[[ LISTED RECORDS open ]]

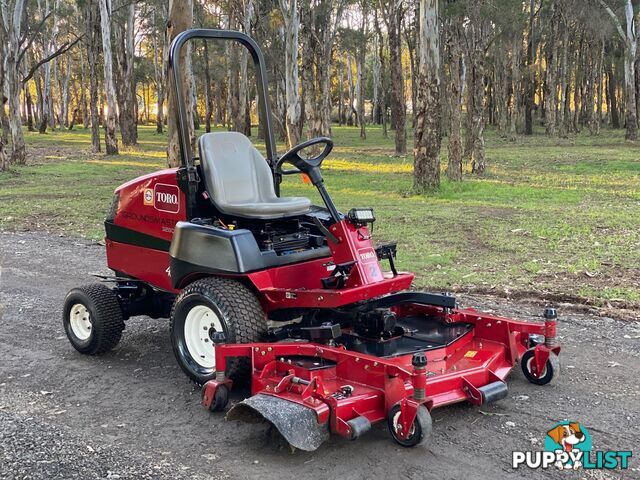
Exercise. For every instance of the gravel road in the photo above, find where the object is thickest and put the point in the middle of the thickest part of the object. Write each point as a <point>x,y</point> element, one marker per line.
<point>133,414</point>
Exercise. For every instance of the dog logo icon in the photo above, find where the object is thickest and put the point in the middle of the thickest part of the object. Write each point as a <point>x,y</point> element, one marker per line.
<point>570,441</point>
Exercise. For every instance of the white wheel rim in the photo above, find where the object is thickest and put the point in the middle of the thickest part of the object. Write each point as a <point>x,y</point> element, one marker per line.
<point>200,320</point>
<point>80,321</point>
<point>540,375</point>
<point>397,427</point>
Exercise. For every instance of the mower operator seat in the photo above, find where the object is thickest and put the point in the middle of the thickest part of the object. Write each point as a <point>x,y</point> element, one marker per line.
<point>239,180</point>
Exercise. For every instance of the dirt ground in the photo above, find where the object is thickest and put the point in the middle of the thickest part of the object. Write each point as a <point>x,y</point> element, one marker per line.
<point>133,414</point>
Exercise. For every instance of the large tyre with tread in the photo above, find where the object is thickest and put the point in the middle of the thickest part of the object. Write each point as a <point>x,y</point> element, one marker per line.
<point>205,311</point>
<point>92,318</point>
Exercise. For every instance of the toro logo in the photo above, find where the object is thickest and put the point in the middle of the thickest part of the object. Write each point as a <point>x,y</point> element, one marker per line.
<point>166,198</point>
<point>367,255</point>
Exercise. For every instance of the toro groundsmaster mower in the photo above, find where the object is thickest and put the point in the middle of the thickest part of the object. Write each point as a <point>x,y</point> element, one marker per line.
<point>293,297</point>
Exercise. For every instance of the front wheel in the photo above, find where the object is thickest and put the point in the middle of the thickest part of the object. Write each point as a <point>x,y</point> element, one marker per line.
<point>92,318</point>
<point>420,428</point>
<point>550,371</point>
<point>210,311</point>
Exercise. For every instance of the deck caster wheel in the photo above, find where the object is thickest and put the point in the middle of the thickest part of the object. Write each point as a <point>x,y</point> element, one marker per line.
<point>92,318</point>
<point>420,429</point>
<point>211,311</point>
<point>220,398</point>
<point>550,372</point>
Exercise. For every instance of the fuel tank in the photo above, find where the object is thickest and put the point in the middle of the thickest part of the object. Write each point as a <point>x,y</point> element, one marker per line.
<point>140,226</point>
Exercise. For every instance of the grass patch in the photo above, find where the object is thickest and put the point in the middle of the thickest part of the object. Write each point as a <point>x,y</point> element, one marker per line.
<point>558,215</point>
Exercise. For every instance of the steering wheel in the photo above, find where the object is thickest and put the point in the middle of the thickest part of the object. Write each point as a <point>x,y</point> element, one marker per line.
<point>309,166</point>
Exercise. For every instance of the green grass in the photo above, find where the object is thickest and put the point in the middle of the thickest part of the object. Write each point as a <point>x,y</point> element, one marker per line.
<point>556,215</point>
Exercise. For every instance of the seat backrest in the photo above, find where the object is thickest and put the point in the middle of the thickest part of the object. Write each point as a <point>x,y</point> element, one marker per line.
<point>234,171</point>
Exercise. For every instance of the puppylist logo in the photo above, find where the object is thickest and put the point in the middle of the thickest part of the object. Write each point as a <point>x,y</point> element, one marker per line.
<point>568,446</point>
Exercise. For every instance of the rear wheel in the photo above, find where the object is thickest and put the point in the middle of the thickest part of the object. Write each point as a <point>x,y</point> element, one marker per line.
<point>92,318</point>
<point>206,312</point>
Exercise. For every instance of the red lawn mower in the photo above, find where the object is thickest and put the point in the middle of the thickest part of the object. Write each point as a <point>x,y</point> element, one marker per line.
<point>290,296</point>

[[ LISTED RECORDS closed ]]

- [WORK TO BE COMPLETED]:
The lines beginning with the one that holds "Exercise. For every instance of the red" and ending with the last line of the data above are to be reproduced exactly, and nothing else.

- [REPLY]:
Exercise. For every instance of the red lawn mower in the photo above, find where the object is thickest and put the point in the middle of the thickest part of the object. Write each point as a <point>x,y</point> element, one marker per line.
<point>290,296</point>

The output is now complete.